▶ [Short problem]
Swap "localization prompt" for "detection prompt" everywhere in the items below, and write them out again with nothing else altered.

(Annotated coordinate records)

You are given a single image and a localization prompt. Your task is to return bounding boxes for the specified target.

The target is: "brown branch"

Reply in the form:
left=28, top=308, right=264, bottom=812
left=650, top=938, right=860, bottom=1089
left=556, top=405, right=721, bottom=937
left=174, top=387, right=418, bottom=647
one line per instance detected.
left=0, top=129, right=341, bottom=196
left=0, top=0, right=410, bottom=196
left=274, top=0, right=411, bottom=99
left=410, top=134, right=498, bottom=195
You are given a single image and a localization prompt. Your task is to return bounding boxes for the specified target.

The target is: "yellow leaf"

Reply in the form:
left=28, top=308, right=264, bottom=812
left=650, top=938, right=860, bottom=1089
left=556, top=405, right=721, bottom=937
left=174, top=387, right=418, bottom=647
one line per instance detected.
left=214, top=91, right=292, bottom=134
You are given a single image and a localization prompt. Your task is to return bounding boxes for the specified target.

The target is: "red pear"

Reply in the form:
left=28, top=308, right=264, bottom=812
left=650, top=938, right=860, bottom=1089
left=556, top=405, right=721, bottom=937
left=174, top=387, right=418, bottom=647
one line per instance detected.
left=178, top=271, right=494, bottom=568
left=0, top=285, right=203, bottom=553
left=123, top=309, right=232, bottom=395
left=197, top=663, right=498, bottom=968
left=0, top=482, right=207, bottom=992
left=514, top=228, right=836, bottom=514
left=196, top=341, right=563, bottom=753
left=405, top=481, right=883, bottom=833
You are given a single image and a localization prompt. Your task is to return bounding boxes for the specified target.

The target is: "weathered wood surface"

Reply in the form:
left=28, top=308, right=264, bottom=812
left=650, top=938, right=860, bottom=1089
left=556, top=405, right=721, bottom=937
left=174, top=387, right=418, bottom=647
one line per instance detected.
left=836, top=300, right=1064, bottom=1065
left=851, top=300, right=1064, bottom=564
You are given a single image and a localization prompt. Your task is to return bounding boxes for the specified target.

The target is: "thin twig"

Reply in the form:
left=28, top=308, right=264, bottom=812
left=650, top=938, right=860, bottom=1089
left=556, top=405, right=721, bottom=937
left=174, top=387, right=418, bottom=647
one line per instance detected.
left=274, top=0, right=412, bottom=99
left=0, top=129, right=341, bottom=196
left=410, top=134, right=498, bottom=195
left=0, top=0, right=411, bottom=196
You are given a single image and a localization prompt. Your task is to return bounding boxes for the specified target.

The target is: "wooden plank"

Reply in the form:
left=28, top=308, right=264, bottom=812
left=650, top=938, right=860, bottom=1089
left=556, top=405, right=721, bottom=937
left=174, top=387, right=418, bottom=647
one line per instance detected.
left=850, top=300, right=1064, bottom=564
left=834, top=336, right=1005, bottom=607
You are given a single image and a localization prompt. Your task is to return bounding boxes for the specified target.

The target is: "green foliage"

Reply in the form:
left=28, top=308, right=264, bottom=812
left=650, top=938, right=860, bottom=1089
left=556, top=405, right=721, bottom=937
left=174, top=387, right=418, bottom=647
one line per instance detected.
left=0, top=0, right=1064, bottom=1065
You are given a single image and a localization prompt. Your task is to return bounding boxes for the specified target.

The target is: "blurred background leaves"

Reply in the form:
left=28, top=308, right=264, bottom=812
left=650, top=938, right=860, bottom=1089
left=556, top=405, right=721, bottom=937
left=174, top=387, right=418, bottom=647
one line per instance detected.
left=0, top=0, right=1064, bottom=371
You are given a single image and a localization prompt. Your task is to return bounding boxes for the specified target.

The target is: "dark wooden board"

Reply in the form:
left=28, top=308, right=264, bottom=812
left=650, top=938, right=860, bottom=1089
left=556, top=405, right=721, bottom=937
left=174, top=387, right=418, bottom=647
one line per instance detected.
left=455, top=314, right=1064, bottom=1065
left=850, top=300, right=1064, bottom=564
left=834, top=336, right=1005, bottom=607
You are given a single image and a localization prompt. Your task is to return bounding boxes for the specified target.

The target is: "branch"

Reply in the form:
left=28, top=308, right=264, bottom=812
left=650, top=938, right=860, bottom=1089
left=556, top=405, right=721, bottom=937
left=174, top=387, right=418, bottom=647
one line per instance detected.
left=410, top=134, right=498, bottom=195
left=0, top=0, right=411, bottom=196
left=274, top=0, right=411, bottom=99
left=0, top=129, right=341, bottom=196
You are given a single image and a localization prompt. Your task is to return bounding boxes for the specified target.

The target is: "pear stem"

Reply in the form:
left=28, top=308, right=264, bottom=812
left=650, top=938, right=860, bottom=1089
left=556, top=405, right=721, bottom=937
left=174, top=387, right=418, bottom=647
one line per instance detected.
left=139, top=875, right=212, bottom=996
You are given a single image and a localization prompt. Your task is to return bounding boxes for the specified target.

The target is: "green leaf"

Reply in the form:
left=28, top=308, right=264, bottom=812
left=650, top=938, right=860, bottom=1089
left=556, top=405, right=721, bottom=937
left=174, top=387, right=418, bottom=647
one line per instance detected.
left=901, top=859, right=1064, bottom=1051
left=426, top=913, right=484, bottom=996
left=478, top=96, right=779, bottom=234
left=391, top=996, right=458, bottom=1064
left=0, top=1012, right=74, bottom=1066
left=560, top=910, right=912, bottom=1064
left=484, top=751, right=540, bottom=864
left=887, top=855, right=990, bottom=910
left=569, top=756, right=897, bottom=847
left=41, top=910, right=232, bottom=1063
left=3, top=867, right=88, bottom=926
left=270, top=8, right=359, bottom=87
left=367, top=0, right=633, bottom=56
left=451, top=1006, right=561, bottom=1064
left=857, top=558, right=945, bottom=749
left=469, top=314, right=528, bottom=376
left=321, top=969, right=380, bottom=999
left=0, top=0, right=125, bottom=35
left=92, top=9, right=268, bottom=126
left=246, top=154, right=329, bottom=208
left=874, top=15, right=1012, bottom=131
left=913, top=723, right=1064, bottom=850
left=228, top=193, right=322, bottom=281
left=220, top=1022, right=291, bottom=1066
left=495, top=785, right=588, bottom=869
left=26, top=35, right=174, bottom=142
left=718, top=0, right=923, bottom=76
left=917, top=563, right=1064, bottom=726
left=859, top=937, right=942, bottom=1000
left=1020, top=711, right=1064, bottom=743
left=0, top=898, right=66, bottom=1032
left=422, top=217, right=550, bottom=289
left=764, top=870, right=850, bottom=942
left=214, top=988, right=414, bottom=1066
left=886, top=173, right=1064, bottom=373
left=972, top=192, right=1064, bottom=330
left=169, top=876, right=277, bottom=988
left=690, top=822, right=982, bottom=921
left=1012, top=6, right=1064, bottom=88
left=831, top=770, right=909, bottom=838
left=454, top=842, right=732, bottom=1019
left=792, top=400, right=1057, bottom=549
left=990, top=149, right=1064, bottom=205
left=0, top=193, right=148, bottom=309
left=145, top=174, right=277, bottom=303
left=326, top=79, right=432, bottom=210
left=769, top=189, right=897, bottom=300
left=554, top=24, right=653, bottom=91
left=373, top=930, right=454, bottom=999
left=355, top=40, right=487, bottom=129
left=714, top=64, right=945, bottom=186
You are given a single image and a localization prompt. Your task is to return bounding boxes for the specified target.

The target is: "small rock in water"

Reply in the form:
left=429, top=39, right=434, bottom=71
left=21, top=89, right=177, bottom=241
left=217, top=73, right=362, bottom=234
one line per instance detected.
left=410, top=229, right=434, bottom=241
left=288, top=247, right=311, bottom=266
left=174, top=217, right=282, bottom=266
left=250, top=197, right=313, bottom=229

▶ [Full response]
You are given a single image and a detection prompt. Your task is to return bounding boxes for the specified target.

The target is: "brown branch"

Reply in the form:
left=28, top=308, right=264, bottom=812
left=650, top=938, right=860, bottom=1089
left=556, top=405, right=721, bottom=937
left=174, top=387, right=418, bottom=647
one line per instance detected.
left=0, top=129, right=341, bottom=196
left=0, top=0, right=410, bottom=196
left=274, top=0, right=411, bottom=99
left=410, top=134, right=498, bottom=195
You are given a single image and a detection prompt. Your task is to return bounding boxes for the specified target.

The target is: "yellow leaf"

Reply in the form:
left=28, top=308, right=264, bottom=812
left=650, top=938, right=860, bottom=1089
left=556, top=405, right=721, bottom=937
left=174, top=387, right=418, bottom=647
one line per instance detected.
left=214, top=91, right=292, bottom=134
You are given a single image and a detection prompt. Your task is to return bounding boxes for the specified target.

The target is: "red pear"

Reply in the form:
left=28, top=308, right=264, bottom=812
left=650, top=938, right=860, bottom=1089
left=556, top=405, right=721, bottom=937
left=174, top=387, right=418, bottom=647
one line per instance detected.
left=178, top=271, right=494, bottom=568
left=0, top=285, right=203, bottom=553
left=123, top=309, right=232, bottom=395
left=197, top=663, right=498, bottom=968
left=0, top=482, right=207, bottom=992
left=514, top=228, right=836, bottom=514
left=196, top=341, right=563, bottom=753
left=405, top=481, right=883, bottom=833
You are given a single image and a detection prompt. Your task is to return bounding boxes for the specified target.

The target is: "weathered wood surface"

Reply in the form:
left=28, top=308, right=264, bottom=812
left=650, top=938, right=860, bottom=1089
left=556, top=405, right=721, bottom=937
left=174, top=387, right=418, bottom=647
one line per instance detected.
left=836, top=300, right=1064, bottom=1065
left=851, top=300, right=1064, bottom=564
You are given a single image and a detection prompt. Your task is to return bounding boxes for the specified target.

The target is: "thin twig"

Reply in the form:
left=28, top=308, right=264, bottom=812
left=650, top=938, right=860, bottom=1089
left=556, top=405, right=721, bottom=937
left=174, top=387, right=418, bottom=647
one line per instance detected.
left=274, top=0, right=412, bottom=99
left=0, top=129, right=341, bottom=196
left=410, top=134, right=498, bottom=195
left=0, top=0, right=411, bottom=196
You are given a single image and a detection prompt. Your task is to return bounding boxes for the specified target.

The target is: "wooden plank"

Reply in the form:
left=28, top=308, right=264, bottom=812
left=650, top=938, right=860, bottom=1089
left=556, top=405, right=721, bottom=937
left=174, top=387, right=418, bottom=647
one line per instance detected.
left=850, top=300, right=1064, bottom=564
left=834, top=336, right=1005, bottom=607
You are given a single image and a detection prompt. Your task is to return bounding boxes for the specified target.

The target is: "green foliage"

Reply in the form:
left=28, top=308, right=264, bottom=812
left=650, top=938, right=860, bottom=1089
left=556, top=405, right=721, bottom=937
left=174, top=387, right=418, bottom=647
one line per instance detected.
left=0, top=0, right=1064, bottom=1065
You are given a single image and a detection prompt. Your task is to return bounding boxes for the specified target.

The target is: "blurred background leaves"

Reply in the form:
left=28, top=308, right=264, bottom=812
left=650, top=938, right=860, bottom=1089
left=556, top=405, right=721, bottom=937
left=174, top=387, right=418, bottom=647
one line per instance detected.
left=0, top=0, right=1064, bottom=371
You are given a single image and a detection prompt. Your task is to return bounding boxes for the specified target.

The target is: "dark wooden board"

Reply in the form:
left=28, top=308, right=264, bottom=812
left=650, top=938, right=860, bottom=1089
left=556, top=405, right=721, bottom=937
left=174, top=387, right=418, bottom=647
one line per instance detected.
left=455, top=314, right=1064, bottom=1065
left=850, top=300, right=1064, bottom=564
left=834, top=336, right=1005, bottom=607
You are given a single image and a detection prompt. Your task is to return bounding boxes for the specified target.

The target is: "branch"

Reply in the form:
left=28, top=308, right=264, bottom=812
left=650, top=938, right=860, bottom=1089
left=556, top=405, right=721, bottom=937
left=174, top=387, right=418, bottom=647
one line per instance detected.
left=410, top=134, right=498, bottom=195
left=0, top=0, right=411, bottom=196
left=274, top=0, right=411, bottom=99
left=0, top=129, right=341, bottom=196
You are given a single image and a detection prompt. Your task is to return bounding boxes for the specified target.

The target is: "pear stem"

Reply in the form:
left=28, top=308, right=264, bottom=812
left=650, top=938, right=860, bottom=1089
left=556, top=405, right=721, bottom=937
left=174, top=387, right=418, bottom=647
one line per instance detected.
left=139, top=875, right=212, bottom=996
You are given a single image and a detection prompt. Your task is to return bounding boxes for the specified target.

The target is: "green leaf"

Reply in the form:
left=28, top=308, right=264, bottom=812
left=650, top=938, right=860, bottom=1089
left=556, top=405, right=721, bottom=937
left=174, top=387, right=418, bottom=647
one line per instance detected.
left=901, top=859, right=1064, bottom=1051
left=426, top=913, right=484, bottom=996
left=478, top=96, right=779, bottom=234
left=391, top=996, right=458, bottom=1064
left=0, top=1012, right=74, bottom=1066
left=560, top=910, right=912, bottom=1064
left=484, top=751, right=540, bottom=864
left=887, top=855, right=990, bottom=910
left=569, top=756, right=897, bottom=847
left=41, top=910, right=232, bottom=1063
left=3, top=867, right=88, bottom=926
left=270, top=8, right=359, bottom=87
left=367, top=0, right=633, bottom=56
left=451, top=1006, right=561, bottom=1064
left=857, top=558, right=945, bottom=749
left=469, top=314, right=528, bottom=376
left=321, top=969, right=380, bottom=999
left=0, top=0, right=125, bottom=35
left=92, top=9, right=268, bottom=126
left=246, top=154, right=329, bottom=208
left=874, top=15, right=1012, bottom=131
left=913, top=723, right=1064, bottom=850
left=228, top=193, right=322, bottom=281
left=220, top=1022, right=291, bottom=1066
left=495, top=785, right=588, bottom=869
left=26, top=35, right=174, bottom=142
left=718, top=0, right=923, bottom=76
left=917, top=563, right=1064, bottom=726
left=859, top=937, right=942, bottom=1000
left=1020, top=711, right=1064, bottom=743
left=0, top=898, right=66, bottom=1032
left=422, top=217, right=550, bottom=289
left=764, top=870, right=850, bottom=942
left=214, top=988, right=414, bottom=1066
left=886, top=173, right=1064, bottom=373
left=972, top=192, right=1064, bottom=330
left=169, top=876, right=277, bottom=988
left=690, top=822, right=982, bottom=921
left=1012, top=6, right=1064, bottom=88
left=831, top=770, right=909, bottom=838
left=454, top=842, right=732, bottom=1019
left=792, top=400, right=1057, bottom=549
left=990, top=149, right=1064, bottom=205
left=0, top=193, right=148, bottom=309
left=145, top=174, right=277, bottom=303
left=326, top=79, right=432, bottom=210
left=769, top=189, right=897, bottom=300
left=554, top=24, right=653, bottom=91
left=373, top=930, right=454, bottom=999
left=355, top=40, right=487, bottom=129
left=714, top=64, right=945, bottom=186
You are given a single image and a detection prompt. Your task is to return bounding boxes for the specified target.

The target is: "small rock in water"

Reply in the form:
left=429, top=39, right=434, bottom=71
left=21, top=89, right=177, bottom=241
left=217, top=73, right=362, bottom=234
one line per instance detected.
left=410, top=229, right=434, bottom=241
left=288, top=247, right=311, bottom=266
left=174, top=217, right=282, bottom=266
left=250, top=197, right=313, bottom=229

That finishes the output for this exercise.